* _작업 1_:
smooth 프로시저에 관한 글에서 "(define stream-null? null?)"부터 "(stream-ref s n)"까지 양 끝을 포함해 그대로 복사하세요.

* _페이지 발췌_:
이 문제는 연습문제 3.75에서 만든 프로시저가
모듈 방식을 따르지 않기에 모듈 방식에 맞출 수 있도록
두 원소의 평균 값들을 스트림으로 찍는 smooth 프로시저를 넣고 수정하는 문제입니다.
일단 결과는 잘 나옵니다.^^
그리고 어느 정도 모듈화에 성공한 듯싶습니다.
하지만 정말 이것이 맞는 정답인지는 잘 모르겠습니다.OTL....
참조
해럴드 애빌슨, 김재우 역, <컴퓨터 프로그램의 구조와 해석>, 인사이트, 2007, pp. 451
; stream
(define true (= 0 0))
(define false (= 1 0))
(define (cons-stream a b)
(cons a (delay b)))
(define the-empty-stream '())
(define stream-null? null?)
(define (stream-car stream) (car stream))
(define (stream-cdr stream) (force (cdr stream)))
; section 3.5
(define (stream-ref s n)
(if (= n 0)
(stream-car s)
(stream-ref (stream-cdr s) (- n 1))))
(define (stream-for-each proc s)

* _작업 2_:
아래 행 가운데 "bottle"라는 문자열이 들어 있는 줄을 모두 뽑아 적으세요. 대소문자를 구분합니다.

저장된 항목
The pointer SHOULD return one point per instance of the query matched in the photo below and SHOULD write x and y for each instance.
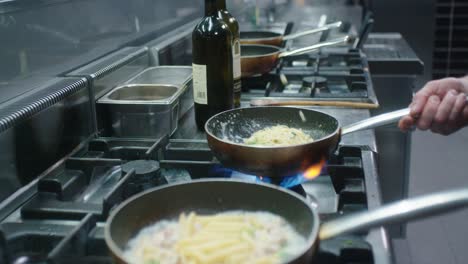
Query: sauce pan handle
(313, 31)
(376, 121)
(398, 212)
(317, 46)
---
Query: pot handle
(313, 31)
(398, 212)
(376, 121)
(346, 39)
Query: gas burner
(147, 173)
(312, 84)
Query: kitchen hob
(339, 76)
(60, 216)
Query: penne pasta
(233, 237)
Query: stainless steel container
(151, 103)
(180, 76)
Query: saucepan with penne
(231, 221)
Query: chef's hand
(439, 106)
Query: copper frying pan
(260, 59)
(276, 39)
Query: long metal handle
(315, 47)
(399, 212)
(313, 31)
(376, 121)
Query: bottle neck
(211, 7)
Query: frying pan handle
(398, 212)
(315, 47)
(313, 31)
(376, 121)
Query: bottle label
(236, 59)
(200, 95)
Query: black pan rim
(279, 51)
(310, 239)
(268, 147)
--
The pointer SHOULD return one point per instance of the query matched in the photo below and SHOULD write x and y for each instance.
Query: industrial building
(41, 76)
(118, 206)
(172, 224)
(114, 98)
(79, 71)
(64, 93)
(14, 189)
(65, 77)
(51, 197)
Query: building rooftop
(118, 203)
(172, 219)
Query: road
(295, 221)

* _전체 응답 1_:
(define stream-null? null?)
(define (stream-car stream) (car stream))
(define (stream-cdr stream) (force (cdr stream)))
; section 3.5
(define (stream-ref s n)

* _전체 응답 2_:
Query: bottle neck
Query: bottle label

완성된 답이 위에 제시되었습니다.